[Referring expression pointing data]
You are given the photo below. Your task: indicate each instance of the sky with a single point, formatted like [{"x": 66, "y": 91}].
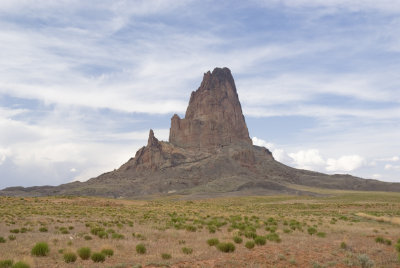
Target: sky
[{"x": 82, "y": 82}]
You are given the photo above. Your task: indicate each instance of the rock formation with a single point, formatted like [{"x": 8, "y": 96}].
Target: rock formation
[
  {"x": 214, "y": 116},
  {"x": 209, "y": 153}
]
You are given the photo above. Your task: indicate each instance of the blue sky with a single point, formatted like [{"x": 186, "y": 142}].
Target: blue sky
[{"x": 81, "y": 82}]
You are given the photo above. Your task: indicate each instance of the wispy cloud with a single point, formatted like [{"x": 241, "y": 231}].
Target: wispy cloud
[{"x": 102, "y": 73}]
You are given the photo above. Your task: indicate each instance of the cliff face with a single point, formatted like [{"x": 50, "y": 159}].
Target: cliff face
[
  {"x": 214, "y": 116},
  {"x": 209, "y": 152}
]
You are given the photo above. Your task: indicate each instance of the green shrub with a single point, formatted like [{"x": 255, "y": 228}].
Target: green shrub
[
  {"x": 274, "y": 237},
  {"x": 102, "y": 234},
  {"x": 108, "y": 252},
  {"x": 380, "y": 240},
  {"x": 96, "y": 230},
  {"x": 6, "y": 263},
  {"x": 212, "y": 241},
  {"x": 212, "y": 229},
  {"x": 250, "y": 234},
  {"x": 20, "y": 264},
  {"x": 84, "y": 253},
  {"x": 117, "y": 236},
  {"x": 311, "y": 230},
  {"x": 191, "y": 228},
  {"x": 87, "y": 237},
  {"x": 398, "y": 247},
  {"x": 321, "y": 234},
  {"x": 237, "y": 239},
  {"x": 226, "y": 247},
  {"x": 141, "y": 249},
  {"x": 187, "y": 251},
  {"x": 166, "y": 256},
  {"x": 98, "y": 257},
  {"x": 260, "y": 240},
  {"x": 69, "y": 257},
  {"x": 40, "y": 249},
  {"x": 249, "y": 244},
  {"x": 365, "y": 262}
]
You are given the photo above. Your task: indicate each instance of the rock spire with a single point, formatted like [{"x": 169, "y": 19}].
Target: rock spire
[{"x": 214, "y": 116}]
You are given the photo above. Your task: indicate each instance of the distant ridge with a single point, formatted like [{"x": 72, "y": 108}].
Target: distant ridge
[{"x": 209, "y": 153}]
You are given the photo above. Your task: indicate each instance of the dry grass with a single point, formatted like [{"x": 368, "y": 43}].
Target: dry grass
[
  {"x": 390, "y": 219},
  {"x": 167, "y": 225}
]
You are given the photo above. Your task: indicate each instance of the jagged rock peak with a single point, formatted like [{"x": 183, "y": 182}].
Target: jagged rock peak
[
  {"x": 152, "y": 141},
  {"x": 214, "y": 116}
]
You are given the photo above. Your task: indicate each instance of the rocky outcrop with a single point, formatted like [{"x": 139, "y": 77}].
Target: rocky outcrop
[
  {"x": 209, "y": 153},
  {"x": 214, "y": 116}
]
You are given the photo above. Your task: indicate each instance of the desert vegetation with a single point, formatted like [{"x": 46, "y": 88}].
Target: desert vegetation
[{"x": 334, "y": 228}]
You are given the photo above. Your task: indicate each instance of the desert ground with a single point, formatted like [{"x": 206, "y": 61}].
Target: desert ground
[{"x": 329, "y": 229}]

Task to carry out: Return the lines exactly as they stand, from the start of the entries through the line holding "the rock formation"; omit the pictures.

Your response:
You are given the photo below. Your task: indicate each instance of the sky with a single point, formatted like [{"x": 66, "y": 91}].
Target: sky
[{"x": 82, "y": 82}]
You are given the photo above. Your task: indicate each instance of the rock formation with a single point, formatted like [{"x": 8, "y": 96}].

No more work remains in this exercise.